What to produce:
After locating the line that holds "Where can you find the cockpit", output it and all following lines word for word, stopping only at the end of the data.

Records provided:
*-*-*

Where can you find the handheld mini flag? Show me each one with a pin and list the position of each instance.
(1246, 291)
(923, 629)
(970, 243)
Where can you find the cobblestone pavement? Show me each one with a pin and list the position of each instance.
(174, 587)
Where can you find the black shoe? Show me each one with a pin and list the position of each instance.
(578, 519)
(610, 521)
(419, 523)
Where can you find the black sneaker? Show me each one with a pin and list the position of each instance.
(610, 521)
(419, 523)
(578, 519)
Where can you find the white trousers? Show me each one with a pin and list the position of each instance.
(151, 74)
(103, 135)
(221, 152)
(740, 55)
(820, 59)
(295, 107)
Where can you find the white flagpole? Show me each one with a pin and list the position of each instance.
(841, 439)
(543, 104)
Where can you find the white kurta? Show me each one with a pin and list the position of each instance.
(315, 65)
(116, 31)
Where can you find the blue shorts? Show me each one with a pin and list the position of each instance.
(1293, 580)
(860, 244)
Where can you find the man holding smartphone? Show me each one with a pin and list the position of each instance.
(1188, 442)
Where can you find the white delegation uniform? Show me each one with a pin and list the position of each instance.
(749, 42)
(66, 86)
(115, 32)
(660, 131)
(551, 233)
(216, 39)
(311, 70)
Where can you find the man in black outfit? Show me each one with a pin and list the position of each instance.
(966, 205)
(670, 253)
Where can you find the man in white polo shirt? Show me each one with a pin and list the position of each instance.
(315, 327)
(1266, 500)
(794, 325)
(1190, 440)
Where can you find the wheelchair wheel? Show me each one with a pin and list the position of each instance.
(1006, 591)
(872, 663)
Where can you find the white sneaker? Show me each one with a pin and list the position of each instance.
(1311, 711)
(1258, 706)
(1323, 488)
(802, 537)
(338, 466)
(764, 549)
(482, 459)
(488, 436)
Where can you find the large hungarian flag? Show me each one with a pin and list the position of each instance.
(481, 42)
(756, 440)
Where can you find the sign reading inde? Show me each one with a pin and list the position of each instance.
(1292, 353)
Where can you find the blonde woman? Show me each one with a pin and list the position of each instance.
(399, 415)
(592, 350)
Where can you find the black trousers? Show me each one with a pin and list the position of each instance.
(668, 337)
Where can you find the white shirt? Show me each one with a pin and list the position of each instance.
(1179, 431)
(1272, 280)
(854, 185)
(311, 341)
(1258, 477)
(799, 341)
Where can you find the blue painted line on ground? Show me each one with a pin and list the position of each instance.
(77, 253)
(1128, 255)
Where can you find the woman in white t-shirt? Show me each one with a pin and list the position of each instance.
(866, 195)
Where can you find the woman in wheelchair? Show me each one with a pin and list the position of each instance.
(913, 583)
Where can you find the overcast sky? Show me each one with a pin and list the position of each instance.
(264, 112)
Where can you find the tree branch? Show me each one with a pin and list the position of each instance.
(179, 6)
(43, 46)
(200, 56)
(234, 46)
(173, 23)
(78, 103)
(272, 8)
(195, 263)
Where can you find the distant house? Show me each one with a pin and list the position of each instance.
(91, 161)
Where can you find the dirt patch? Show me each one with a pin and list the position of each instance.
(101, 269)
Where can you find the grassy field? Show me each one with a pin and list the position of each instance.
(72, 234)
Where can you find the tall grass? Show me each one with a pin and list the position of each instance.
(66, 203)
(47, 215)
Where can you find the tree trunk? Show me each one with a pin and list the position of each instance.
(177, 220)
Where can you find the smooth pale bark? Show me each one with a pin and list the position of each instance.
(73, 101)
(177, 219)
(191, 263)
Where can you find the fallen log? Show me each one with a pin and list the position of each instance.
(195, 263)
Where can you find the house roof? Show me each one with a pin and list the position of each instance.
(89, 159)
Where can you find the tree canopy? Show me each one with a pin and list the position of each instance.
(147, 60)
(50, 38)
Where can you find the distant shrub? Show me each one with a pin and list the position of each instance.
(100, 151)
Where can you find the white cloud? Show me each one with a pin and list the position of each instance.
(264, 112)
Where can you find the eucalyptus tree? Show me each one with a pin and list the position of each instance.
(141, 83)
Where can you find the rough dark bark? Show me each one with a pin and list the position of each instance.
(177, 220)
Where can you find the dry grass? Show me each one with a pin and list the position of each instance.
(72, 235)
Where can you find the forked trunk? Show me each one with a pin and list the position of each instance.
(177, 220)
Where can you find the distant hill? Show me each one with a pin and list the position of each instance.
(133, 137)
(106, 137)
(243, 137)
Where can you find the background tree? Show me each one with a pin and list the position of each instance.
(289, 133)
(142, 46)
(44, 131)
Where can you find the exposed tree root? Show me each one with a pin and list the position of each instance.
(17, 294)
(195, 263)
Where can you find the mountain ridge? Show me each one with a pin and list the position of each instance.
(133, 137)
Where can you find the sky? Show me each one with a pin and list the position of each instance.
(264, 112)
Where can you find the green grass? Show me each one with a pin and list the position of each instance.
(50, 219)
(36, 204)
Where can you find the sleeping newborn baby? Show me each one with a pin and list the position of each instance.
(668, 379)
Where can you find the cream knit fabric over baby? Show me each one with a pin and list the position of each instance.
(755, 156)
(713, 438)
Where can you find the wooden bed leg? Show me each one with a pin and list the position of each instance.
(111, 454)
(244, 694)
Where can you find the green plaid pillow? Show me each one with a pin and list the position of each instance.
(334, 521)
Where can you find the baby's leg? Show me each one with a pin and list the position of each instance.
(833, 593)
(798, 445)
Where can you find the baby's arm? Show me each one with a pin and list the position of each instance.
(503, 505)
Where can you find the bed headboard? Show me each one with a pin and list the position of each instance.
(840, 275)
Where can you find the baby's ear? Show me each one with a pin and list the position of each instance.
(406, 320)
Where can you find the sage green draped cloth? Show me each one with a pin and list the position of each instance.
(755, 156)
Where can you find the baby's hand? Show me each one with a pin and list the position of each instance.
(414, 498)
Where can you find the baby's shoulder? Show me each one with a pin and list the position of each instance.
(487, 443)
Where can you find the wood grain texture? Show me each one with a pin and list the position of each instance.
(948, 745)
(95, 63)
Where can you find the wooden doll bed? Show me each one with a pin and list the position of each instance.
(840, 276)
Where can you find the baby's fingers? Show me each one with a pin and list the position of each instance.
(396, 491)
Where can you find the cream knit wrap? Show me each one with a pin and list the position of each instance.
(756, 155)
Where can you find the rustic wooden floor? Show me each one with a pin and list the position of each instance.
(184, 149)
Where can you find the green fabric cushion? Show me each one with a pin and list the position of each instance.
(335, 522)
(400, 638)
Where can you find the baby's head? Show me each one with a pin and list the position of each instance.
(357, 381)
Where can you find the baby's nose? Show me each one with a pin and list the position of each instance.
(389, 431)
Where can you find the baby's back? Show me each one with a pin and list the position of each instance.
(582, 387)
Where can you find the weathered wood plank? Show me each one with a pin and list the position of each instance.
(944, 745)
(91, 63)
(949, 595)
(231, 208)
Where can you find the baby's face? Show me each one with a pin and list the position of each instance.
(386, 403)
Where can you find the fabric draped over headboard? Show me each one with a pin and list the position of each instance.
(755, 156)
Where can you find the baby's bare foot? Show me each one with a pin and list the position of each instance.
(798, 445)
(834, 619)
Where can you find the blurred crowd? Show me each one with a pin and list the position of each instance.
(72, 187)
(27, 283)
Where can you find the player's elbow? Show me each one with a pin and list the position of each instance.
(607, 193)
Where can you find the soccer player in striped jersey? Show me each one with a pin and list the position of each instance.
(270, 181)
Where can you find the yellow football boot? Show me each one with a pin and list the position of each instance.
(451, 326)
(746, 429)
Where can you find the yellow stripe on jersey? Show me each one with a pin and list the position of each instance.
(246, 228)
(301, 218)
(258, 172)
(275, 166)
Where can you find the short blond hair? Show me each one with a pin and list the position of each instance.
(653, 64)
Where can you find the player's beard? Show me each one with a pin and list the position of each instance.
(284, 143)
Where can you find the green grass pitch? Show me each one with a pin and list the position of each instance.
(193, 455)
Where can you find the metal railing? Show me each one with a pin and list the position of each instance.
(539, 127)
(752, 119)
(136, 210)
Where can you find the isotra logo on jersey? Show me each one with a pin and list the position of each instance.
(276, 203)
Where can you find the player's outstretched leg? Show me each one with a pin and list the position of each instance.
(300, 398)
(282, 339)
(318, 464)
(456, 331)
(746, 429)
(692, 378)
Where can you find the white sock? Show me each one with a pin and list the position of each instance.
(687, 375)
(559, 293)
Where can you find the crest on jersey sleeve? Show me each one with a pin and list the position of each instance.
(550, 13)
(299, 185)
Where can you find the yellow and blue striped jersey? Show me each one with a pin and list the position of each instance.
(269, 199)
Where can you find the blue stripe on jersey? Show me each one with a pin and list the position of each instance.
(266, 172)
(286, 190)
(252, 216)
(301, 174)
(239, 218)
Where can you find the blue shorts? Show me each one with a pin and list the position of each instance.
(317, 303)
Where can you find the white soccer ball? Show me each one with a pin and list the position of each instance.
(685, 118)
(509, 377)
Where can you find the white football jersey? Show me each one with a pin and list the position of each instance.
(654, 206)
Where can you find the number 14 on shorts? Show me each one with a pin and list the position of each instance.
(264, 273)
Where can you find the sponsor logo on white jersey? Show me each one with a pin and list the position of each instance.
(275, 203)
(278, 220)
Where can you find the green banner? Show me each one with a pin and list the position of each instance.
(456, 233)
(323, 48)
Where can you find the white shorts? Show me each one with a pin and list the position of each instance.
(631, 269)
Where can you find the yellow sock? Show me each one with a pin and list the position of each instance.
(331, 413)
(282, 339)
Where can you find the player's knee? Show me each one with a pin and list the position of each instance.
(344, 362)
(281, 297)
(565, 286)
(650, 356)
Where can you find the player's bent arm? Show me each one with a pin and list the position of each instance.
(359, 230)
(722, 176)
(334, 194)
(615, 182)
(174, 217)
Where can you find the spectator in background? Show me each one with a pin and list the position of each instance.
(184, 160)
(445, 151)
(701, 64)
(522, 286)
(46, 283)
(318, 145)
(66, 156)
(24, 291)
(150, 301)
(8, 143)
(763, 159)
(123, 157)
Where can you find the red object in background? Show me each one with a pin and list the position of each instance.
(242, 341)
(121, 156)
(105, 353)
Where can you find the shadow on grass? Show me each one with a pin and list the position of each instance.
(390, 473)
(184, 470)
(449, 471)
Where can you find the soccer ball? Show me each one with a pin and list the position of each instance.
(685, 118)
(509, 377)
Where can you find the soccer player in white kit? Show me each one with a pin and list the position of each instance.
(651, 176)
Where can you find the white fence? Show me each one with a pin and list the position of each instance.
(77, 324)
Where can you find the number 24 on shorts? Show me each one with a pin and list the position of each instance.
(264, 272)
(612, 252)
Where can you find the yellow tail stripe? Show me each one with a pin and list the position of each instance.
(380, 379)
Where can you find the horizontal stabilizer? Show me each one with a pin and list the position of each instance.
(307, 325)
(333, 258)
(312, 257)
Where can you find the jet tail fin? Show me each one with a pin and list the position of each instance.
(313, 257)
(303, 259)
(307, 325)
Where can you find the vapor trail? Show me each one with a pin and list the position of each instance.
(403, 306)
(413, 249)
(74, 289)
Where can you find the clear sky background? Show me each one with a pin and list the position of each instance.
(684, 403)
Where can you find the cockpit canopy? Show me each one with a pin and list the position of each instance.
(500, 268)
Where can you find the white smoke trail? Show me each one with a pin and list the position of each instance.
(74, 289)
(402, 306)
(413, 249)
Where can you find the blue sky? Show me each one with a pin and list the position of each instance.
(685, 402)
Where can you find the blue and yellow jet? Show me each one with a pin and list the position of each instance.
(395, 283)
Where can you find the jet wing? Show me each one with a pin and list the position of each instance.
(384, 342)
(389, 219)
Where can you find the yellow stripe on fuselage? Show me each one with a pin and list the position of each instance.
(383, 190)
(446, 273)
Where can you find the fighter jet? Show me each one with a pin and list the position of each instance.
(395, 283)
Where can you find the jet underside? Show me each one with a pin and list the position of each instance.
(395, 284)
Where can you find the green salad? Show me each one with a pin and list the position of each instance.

*-*-*

Result of the exercise:
Where can you find the cockpit canopy? Show me each one with a pin and list the position of each instance.
(500, 268)
Where can you find the white smoke trail? Show me each one with a pin and list the position of each instance.
(74, 289)
(402, 306)
(413, 249)
Where can you find the blue sky? Show me each one with a pin and list the position of each instance.
(685, 402)
Where can you find the blue and yellow jet? Show me each one with a pin and list the position of each instance.
(395, 283)
Where can you find the jet wing? Show me each one with a pin and list the position of each instance.
(384, 342)
(389, 219)
Where can you find the yellow stripe on fuselage? Show me each one with a pin and list the position of each instance.
(383, 190)
(446, 273)
Where can you find the fighter jet? Show me each one with a pin and list the position of each instance.
(395, 283)
Where can you find the jet underside? Show me each one with a pin and list the position of each instance.
(395, 284)
Where can you find the green salad? Show me each one with a pin and list the position of each instance.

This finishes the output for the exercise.